=== TEXT PASSAGE ===

Hacker News new | ask | show | jobs
by AstralStorm 3243 days ago
This is better than RAID patrol reads only in that it also verifies file system structure periodically. And you do not necessarily have to bring down the filesystem to check even when data is in flight as long as it's driver supports online scan functionality. More than one FS does so. (XFS, btrfs and probably JFS. Not ext4 though.)

Not that online scanning makes to much sense anyway. The good filesystems verify sanity of the structure they traverse, so might as well put in a full FS read in cron. Most kinds of damage cannot be repaired on a live filesystem anyway. Even in ZFS.

2 comments

> might as well put in a full FS read in a cron

ZFS scrub is not the same thing.

If you do a full-filesystem read in a RAID system at the OS level, the redundant blocks won't be read: the RAID system will simply choose one of the copies to read based on which disk(s) is least heavily loaded at the moment. This is why reading on a 2-disk mirror is twice as fast as reading from a single one of the disks comprising the mirror.

During a ZFS scrub, all copies of every block are checked, and because the data is heavily checksummed, ZFS knows which copy is right if one of the 2+ redundant copies doesn't match its checksum.

=== RECORDS SUPPLIED ===

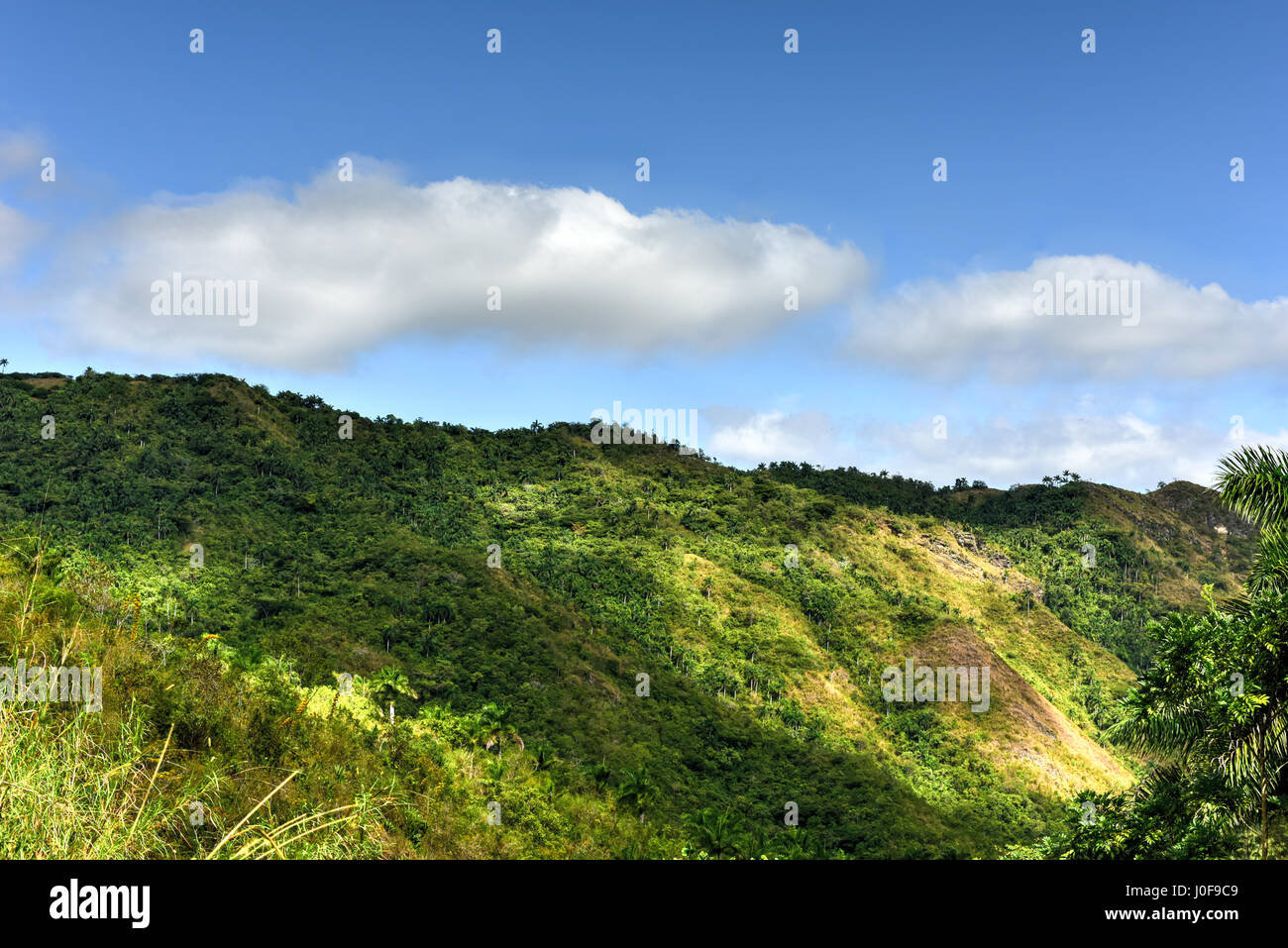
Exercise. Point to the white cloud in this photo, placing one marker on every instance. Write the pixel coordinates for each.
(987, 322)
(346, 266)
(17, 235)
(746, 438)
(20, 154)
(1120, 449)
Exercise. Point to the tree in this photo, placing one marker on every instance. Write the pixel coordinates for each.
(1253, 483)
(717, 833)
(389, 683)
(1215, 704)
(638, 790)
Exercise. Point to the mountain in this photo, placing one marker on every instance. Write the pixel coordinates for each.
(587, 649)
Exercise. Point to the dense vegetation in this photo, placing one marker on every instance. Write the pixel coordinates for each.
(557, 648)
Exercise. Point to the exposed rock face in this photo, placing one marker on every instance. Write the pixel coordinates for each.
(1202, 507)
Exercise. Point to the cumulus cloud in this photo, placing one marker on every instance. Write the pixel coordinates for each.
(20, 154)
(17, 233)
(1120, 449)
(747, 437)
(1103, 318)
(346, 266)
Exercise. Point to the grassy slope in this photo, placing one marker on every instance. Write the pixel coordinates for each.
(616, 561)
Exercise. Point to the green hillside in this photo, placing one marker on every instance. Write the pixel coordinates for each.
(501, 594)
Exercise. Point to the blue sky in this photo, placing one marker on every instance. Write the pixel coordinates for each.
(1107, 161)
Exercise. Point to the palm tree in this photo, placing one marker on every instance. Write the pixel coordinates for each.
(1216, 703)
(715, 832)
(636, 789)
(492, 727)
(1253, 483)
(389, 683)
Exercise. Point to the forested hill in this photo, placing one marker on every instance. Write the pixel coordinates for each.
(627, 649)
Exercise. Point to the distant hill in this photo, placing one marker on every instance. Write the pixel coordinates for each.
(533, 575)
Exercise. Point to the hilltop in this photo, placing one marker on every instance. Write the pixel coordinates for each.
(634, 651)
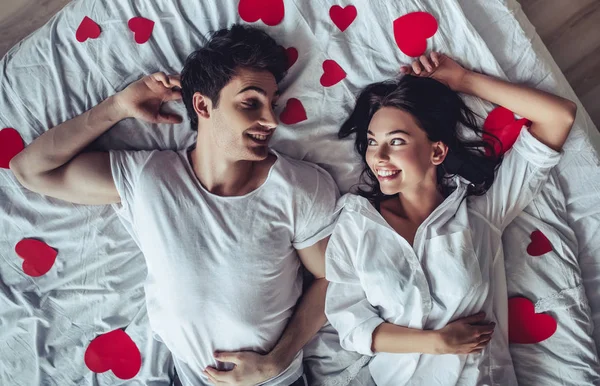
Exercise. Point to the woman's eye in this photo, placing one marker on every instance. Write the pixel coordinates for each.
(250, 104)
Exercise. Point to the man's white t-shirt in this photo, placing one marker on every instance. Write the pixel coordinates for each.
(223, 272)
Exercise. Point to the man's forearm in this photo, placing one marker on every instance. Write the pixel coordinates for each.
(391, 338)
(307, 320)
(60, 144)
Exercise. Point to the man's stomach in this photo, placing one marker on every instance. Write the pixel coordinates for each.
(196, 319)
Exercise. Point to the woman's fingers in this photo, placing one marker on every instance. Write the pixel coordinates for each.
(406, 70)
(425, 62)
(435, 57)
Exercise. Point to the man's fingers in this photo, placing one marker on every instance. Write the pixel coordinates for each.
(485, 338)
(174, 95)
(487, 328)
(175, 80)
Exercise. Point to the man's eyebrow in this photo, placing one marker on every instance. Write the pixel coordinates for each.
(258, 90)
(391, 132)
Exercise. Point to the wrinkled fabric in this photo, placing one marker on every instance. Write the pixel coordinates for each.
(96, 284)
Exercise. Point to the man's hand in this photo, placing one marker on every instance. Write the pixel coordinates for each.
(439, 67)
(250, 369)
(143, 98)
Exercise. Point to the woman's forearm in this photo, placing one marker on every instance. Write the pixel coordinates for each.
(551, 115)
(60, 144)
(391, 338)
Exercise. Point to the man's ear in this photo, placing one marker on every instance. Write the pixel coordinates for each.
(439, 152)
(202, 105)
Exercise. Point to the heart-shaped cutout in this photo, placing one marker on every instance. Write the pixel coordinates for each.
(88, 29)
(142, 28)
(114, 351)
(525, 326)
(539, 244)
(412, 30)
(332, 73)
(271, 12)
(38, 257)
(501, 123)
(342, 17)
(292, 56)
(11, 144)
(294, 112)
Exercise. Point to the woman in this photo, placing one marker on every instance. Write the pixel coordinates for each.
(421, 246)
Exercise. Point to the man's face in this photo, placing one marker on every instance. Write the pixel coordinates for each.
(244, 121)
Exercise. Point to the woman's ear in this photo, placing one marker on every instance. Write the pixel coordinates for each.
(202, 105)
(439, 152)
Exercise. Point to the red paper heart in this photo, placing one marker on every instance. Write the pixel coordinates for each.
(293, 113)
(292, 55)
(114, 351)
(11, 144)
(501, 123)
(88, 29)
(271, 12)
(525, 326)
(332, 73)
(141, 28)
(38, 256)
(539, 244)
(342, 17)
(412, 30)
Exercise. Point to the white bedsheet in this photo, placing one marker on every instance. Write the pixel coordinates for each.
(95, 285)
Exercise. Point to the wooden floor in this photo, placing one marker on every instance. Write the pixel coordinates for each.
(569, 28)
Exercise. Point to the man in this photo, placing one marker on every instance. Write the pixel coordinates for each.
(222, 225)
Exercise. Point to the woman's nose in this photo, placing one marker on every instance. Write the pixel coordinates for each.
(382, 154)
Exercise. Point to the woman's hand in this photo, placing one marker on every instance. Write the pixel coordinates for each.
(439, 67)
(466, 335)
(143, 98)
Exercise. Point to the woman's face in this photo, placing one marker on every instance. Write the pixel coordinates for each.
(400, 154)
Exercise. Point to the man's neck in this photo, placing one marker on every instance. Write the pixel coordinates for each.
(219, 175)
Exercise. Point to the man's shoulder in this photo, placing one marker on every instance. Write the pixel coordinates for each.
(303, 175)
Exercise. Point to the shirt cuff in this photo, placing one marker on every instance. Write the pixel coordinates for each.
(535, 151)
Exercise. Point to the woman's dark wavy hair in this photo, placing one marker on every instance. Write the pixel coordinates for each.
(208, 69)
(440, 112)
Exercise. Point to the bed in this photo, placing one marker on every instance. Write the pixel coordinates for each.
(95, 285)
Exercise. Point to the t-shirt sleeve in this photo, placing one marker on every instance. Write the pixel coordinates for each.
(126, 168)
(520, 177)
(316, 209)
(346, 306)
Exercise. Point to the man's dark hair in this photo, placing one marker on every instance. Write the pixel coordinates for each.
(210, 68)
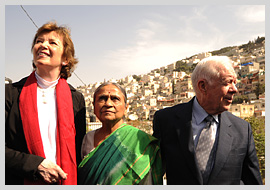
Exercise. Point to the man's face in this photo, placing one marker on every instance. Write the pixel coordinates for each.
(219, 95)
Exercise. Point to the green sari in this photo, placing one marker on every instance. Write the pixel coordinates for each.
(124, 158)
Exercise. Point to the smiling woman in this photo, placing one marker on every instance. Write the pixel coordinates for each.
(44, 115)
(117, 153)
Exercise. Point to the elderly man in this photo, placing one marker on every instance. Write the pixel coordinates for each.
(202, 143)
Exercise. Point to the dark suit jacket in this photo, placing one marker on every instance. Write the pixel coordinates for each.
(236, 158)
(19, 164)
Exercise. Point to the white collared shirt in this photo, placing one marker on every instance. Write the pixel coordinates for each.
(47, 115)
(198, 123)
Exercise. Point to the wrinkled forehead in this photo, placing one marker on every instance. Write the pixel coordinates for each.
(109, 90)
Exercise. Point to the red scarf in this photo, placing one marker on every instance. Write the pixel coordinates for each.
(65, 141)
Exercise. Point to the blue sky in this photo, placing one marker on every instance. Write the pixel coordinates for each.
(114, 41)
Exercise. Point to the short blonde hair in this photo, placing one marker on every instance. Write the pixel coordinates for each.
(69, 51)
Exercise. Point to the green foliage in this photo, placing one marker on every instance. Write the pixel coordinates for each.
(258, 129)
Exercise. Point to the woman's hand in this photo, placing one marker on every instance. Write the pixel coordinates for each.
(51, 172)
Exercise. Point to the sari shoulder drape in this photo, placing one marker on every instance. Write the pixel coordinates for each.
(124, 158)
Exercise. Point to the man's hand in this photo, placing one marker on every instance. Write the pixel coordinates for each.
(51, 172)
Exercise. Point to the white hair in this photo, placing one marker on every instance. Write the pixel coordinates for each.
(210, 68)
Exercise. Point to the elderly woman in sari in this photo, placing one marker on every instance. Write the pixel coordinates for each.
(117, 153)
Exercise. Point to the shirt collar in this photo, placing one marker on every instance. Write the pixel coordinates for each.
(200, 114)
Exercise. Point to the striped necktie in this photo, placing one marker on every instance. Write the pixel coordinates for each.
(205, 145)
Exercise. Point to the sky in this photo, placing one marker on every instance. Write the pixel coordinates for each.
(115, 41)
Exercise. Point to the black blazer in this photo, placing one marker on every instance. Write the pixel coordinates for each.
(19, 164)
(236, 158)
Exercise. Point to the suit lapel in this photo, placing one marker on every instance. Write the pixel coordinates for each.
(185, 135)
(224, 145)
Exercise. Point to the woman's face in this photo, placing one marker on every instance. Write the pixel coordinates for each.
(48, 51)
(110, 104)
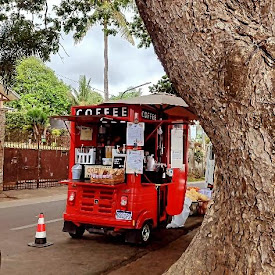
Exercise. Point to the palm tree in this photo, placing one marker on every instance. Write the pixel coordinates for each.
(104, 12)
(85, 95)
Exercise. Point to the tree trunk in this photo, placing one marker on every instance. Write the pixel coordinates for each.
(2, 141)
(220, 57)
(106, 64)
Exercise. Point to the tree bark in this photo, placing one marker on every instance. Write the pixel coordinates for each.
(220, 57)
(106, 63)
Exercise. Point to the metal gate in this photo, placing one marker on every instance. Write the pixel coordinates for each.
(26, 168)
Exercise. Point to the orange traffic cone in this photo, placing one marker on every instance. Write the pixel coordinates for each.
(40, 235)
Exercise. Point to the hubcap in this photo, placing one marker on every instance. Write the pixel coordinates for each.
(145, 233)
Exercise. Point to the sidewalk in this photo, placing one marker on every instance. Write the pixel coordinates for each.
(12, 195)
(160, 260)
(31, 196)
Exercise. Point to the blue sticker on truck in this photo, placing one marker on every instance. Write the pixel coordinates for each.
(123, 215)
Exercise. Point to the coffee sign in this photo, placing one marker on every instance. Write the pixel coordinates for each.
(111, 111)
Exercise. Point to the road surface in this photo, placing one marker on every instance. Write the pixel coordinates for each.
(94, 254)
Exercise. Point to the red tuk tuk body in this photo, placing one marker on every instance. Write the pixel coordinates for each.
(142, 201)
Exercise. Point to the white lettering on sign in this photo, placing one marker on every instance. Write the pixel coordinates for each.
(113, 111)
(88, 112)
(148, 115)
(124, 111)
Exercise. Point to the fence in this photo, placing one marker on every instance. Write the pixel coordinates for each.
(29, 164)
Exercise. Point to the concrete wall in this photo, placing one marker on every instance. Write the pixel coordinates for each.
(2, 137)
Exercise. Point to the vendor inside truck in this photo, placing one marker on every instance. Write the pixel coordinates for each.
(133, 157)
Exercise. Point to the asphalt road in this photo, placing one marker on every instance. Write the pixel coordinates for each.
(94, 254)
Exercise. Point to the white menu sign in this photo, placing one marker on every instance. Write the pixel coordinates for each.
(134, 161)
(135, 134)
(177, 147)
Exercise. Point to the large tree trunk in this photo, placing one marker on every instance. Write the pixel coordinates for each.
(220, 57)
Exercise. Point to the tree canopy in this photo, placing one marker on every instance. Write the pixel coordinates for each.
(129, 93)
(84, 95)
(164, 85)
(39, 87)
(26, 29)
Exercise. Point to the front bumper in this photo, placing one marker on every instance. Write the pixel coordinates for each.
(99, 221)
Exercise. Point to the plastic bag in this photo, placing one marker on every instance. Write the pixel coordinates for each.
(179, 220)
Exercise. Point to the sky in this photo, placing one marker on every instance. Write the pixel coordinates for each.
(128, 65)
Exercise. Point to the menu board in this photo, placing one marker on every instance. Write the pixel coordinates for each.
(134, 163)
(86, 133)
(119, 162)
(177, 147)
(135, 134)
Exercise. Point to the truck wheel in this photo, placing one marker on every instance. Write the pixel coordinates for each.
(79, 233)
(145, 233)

===

**WHAT TO DO:** Using the forum thread, explain in one to three sentences why the reply says a full filesystem read from cron is not the same as a ZFS scrub.

**ANSWER FOR THE TASK:** On a RAID system, a full read at the OS level skips the redundant blocks, because RAID reads only one of the copies, whichever sits on the least heavily loaded disk at that moment. A ZFS scrub checks all copies of every block. Because the data is heavily checksummed, ZFS can tell which copy is right when one of the redundant copies doesn't match its checksum.